• _TASKS AND EXERCISES_:
A. In the vessel valuation passage below, is each statement true? (i) The dry dock cost is shared equally. (ii) The option to buy the vessel for USD 370m can be used during the first five years of the charter. (iii) The author discounts at a rate of 10.4%. Answer yes or no for each and quote the words that decide it.
B. Using the vessel valuation passage below, explain in one to three sentences why the author adds only 3% a year to the charter rate.
C. Carry on the vessel valuation passage below, starting after its last sentence.

• _PAGE_:
>> Begin
So a market transaction has been reached whereby Newco (owned by Subsea 7) will charter the vessel for USD 4.3m per annum and the cost of the dry dock (c. 2018) is split 50/50 at ~USD 5m each. That is, in the current environment Subsea 7/Newco judges that it is economic to add marginal (extra) lay capacity at bareboat rate per year of USD 4.3m, plus drydock accrual and operating expenses,  and the bank/owner has agreed it is economic to charter their asset at this rate. That is a market-based economic transaction between a “willing-buyer/ willing-seller” for the capital value of the asset and it reflects some backlog that a qualified purchaser can deliver with it. Subsea 7/Newco has an option to purchase the asset for USD 370m during the first 2 years of the charter agreement and this is then used a “floor” going forward or broker valuations less USD 20m. The extension options rise dramatically (see below).

Now if you add 3% per annum to the charter rate, add in dry dock costs, assume 10m salvage value in 20 years, and discount this back by the DNB WACC (10.4% today) you get an implied vessel value of ~ USD 43m.  I would argue that is a fair value for the vessel, which is pretty much in line with the discount MDR paid for the Amazon and NPCC paid for Atlantis (I mentioned this yesterday).  [I used the 3% growth in the annual day rate to reflect an industry with excess capacity and therefore growth roughly inline or above a CPI measure, obviously the mortgage banks would regard this number as unacceptably low. However, I think the discount rate at DNB WACC (rather than funding costs or liquidity spreads perhaps) given the project risk is far too low. Obviously different inputs will lead to different results.] For the sake of a comparison in order to get the vessel value to anything like USD 370m you have to increase the charter rate 25% per annum for the entire assumed 20 year period! The charter rate is also linked to a LIBOR adjustment, something that is very rare, and highlights how senstive the banks are to a valuation projection here.
>> End
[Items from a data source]
>> Begin
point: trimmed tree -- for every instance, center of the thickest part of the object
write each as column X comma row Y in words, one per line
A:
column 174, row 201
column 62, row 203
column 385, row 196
>> End
• _ANSWERS GIVEN_:
A.
(i) Yes: "the cost of the dry dock (c. 2018) is split 50/50 at ~USD 5m each"
(ii) No: "during the first 2 years of the charter agreement"
(iii) Yes: "discount this back by the DNB WACC (10.4% today)"

B. The author uses 3% annual growth in the day rate to reflect an industry with excess capacity. In such an industry, growth would be roughly in line with or above a CPI measure.

C.
This purchase option number strikes me as a fantasy and reflects the fact that DNB recorded a capital value of USD 370m outstanding in the Chap 11 filing. If you look at the forward order book for subsea trees or announced projects in three years, and all the excess capacity on the vessels, who really believes Subsea 7 is going to pay USD 60 000 per day in 4 years time (USD 21.9m per annum) rising to USD 80 000 per day (USD 29m per annum) in 5 years time? You might do under the assumptions in the first graph but not in the second. It is a chimera to help the banks out and allow everyone to play for time. The initial charter rate implies a 1.16% interest rate on the capital outstanding, so DNB don’t really believe the USD 370m figure, but it highlights the size of the economic subsidy required now for everyone to pretend they haven’t lost as much money as they say.

I was a big fan of Subsea 7 just handing the asset back and forcing the banks into a lengthy period of nervousness and reality, but it would have meant Subsea having to tender for the work. I believe that the Lewek Constellation is such a specific asset that it is actually effectively valueless in the current market. The best thing for the industry was for the asset to fade into obscurity; in this market, and after Ceona, no one would risk a start-up and few other companies would have agreed to help DNB. Clearly Subsea 7 have a strong cash and liquidity position, need the work, and this gives them an option if the market really did take off again. However, surely the most likely scenario from the banks point-of-view, under any objective reading of the market, is that in two years Subsea 7 come back and tell them to start getting real about the price and the asset value? There is a very Norwegian behind the scenes solution going on here with DNB obviously desperate not to have to recognise the vessel at a fire sale price now, or expose itself to the OpEx, and in all likelihood was involved in soliciting Subsea 7 as part of the financing shop around discussed in the documents.

If the Bibby bondholders are looking at these transactions closely they must be getting nervous now. With the bonds trading in the mid-60s the implied valuation of the Polaris and Sapphire is c.GBP 105m, a number that looks as egregious as the USD 370m purchase option for the Lewek Constellation.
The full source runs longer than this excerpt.